The car's best elapsed time at the Rocky Mountain raceway was 15.774 seconds. The car accelerated to 69.57 miles per hour in the first 1/8th of a mile and finished the 1/4 mile race at 77.47 miles per hour.

Electric Drag Racing At Brigham Young University

Perry Carter, Jeffrey Baxter, Tom Erekson

Electric Drag Racing at Brigham Young University Perry Carter

Perry Carter, Assistant Professor, School of Technology
Jeffrey Baxter, Junior, Mechanical Engineering
Tom Erekson, Director, School of Technology


The Electric Vehicle Competitions team from Brigham Young University have set a new record for the world's fastest electric-drag-race car to be powered solely by capacitors. This paper describes the use of ultra capacitors to power that experimental drag race car. A production EV1, donated in 2002 to BYU by General Motors Corp., was fitted with a bank of 160 ultra capacitors and timed on a one-quarter-mile drag strip at an official competition of the National Electric Drag Racing Association (NEDRA). The car performed as predicted, providing optimism for the use of ultra capacitors in the transportation industry. The design of the capacitor pack and the performance of the car are discussed along with suggestions for using ultra capacitors in other automotive applications.

* [Location identification lines]
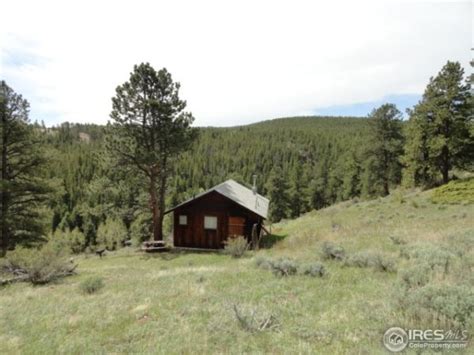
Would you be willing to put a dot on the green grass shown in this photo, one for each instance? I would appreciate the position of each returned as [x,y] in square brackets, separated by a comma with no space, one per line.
[183,302]
[456,192]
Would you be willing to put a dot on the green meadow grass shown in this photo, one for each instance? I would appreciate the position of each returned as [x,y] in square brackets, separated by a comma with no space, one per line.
[183,302]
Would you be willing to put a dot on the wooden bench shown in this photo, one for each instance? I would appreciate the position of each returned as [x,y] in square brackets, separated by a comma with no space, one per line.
[154,246]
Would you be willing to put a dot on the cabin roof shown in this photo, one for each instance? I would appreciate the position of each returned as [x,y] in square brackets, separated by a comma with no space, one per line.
[238,193]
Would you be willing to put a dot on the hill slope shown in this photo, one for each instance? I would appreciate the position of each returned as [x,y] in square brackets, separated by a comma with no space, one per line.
[186,302]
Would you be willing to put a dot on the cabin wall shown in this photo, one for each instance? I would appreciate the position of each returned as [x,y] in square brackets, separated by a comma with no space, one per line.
[231,219]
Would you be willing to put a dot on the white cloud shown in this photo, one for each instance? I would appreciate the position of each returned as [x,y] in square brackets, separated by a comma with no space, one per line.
[237,61]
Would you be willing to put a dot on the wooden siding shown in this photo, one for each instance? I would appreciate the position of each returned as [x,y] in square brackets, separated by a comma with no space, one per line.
[232,219]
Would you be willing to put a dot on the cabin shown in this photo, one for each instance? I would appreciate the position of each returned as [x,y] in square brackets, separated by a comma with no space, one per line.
[208,219]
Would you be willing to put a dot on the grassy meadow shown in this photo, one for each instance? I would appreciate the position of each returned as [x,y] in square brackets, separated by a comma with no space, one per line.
[186,302]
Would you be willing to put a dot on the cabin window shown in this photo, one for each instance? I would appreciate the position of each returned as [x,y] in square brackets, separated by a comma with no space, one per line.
[183,220]
[210,222]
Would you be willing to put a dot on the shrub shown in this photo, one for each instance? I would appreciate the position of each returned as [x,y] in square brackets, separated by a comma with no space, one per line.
[91,285]
[283,267]
[252,320]
[384,263]
[313,269]
[416,276]
[365,259]
[455,192]
[263,262]
[332,251]
[70,241]
[430,254]
[397,240]
[462,244]
[38,266]
[111,234]
[441,303]
[236,246]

* [Problem] Can you reproduce the electric drag racing text above word for word, between "The car's best" and "miles per hour.", inclusive?

* [Task output]
The car's best elapsed time at the Rocky Mountain raceway was 15.774 seconds. The car accelerated to 69.57 miles per hour in the first 1/8th of a mile and finished the 1/4 mile race at 77.47 miles per hour.